Steve Berneman began working on a gaming startup in Austin, Texas. In 2012, he moved to Nashville, where he could access investment capital for the company through a new $200 million program funded by the state of Tennessee called TNInvestco.
His company, Overdog, grew to about 15 employees before it was acquired by a New York gaming company in 2016. The team “employed a bunch of people, built a really great product,” Berneman said, but did not achieve the economic outcome he and investors were hoping for.
Still, the value of the TNInvestco investment drawing Berneman to Tennessee extended beyond the Overdog transaction. Berneman stayed in Nashville and now leads a tech-forward title insurance company that employs about 90 people, half of whom live in Nashville.
“There are a number of people who came to Nashville or who flourished because there were greater investment funds,” Berneman said. “The thing that Nashville really needed, from an entrepreneurial standpoint, was a spotlight.”
As the now 12-year program winds down, many investors and entrepreneurs credit TNInvestco for helping strengthen the state’s venture capital community and startup momentum and describe it as a clear positive for the state. Among current state officials and lawmakers, many of whom approved the program in 2009, criticism of TNInvestco abounds. They point to underwhelming investment returns, accountability issues, lackluster job creation, high cost to taxpayers and a structure that rewards participating investors regardless of outcome.

[Object position labeling entries]

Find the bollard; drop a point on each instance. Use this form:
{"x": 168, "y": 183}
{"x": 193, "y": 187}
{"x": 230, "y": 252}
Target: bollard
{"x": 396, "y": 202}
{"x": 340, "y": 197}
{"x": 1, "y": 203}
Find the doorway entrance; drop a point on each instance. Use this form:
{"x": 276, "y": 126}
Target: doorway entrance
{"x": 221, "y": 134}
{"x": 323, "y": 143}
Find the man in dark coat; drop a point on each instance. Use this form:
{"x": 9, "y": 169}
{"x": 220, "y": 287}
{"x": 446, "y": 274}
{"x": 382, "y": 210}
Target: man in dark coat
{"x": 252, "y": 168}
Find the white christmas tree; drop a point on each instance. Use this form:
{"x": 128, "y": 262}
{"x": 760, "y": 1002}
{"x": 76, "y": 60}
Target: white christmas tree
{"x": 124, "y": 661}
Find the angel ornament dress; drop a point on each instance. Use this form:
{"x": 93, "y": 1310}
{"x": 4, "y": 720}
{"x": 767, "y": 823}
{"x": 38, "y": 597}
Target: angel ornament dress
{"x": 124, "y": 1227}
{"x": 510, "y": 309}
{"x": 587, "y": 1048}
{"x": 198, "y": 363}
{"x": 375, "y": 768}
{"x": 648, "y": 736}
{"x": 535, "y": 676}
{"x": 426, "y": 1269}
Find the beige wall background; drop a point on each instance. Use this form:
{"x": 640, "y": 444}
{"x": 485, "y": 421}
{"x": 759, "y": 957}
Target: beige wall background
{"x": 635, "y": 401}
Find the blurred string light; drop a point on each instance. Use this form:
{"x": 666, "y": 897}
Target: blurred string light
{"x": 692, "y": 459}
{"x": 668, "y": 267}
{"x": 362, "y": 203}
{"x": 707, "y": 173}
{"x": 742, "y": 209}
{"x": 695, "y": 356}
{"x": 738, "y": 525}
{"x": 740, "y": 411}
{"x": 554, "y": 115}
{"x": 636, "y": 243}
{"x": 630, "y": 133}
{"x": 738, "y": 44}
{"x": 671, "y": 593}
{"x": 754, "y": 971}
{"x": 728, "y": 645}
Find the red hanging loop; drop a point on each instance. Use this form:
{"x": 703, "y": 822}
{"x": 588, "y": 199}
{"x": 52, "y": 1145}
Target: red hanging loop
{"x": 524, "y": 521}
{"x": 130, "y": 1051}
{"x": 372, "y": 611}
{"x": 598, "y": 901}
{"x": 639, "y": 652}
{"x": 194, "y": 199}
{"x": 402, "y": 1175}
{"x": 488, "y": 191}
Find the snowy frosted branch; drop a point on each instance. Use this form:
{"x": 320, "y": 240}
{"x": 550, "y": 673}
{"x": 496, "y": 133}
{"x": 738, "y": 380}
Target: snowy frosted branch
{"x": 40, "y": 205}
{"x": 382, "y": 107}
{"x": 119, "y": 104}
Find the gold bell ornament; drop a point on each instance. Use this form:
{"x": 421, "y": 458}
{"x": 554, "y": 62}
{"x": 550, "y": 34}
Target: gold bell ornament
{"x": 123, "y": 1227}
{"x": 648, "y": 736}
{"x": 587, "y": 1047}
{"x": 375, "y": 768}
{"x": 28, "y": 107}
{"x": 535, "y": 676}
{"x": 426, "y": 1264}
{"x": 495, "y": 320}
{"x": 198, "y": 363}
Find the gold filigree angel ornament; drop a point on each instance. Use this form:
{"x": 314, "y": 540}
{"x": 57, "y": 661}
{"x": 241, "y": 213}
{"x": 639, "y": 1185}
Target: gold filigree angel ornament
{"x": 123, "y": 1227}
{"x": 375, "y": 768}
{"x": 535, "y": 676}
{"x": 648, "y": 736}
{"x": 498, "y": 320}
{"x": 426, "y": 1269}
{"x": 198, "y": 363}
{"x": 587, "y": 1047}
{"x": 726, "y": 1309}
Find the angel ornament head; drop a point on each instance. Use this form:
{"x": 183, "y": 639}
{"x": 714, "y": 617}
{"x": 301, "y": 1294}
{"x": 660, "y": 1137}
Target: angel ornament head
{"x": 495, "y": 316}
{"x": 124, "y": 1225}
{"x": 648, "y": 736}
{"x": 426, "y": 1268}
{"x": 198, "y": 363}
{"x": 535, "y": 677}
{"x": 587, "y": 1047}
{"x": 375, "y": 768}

• [What to do]:
**1)** Recast the paragraph of the TNInvestco article beginning "As the now 12-year program winds down" as a brief bulleted list that retains its principal facts.
**2)** According to the TNInvestco article, how many people does the title insurance company led by Berneman employ?
**3)** List every criticism of TNInvestco that the article attributes to current state officials and lawmakers.
The rows above bear no relation to the TNInvestco article.

• [Set of answers]:
**1)**
- The 12-year TNInvestco program is winding down.
- Many investors and entrepreneurs credit it with strengthening Tennessee's venture capital community and startup momentum, and they regard it as a clear positive for the state.
- Many current state officials and lawmakers, a large number of whom approved the program in 2009, criticize it.
- Their complaints are weak investment returns, accountability issues, poor job creation, high cost to taxpayers, and a structure that rewards participating investors regardless of outcome.

**2)** It employs about 90 people, half of whom live in Nashville.

**3)**
- Underwhelming investment returns
- Accountability issues
- Lackluster job creation
- High cost to taxpayers
- A structure that rewards participating investors regardless of outcome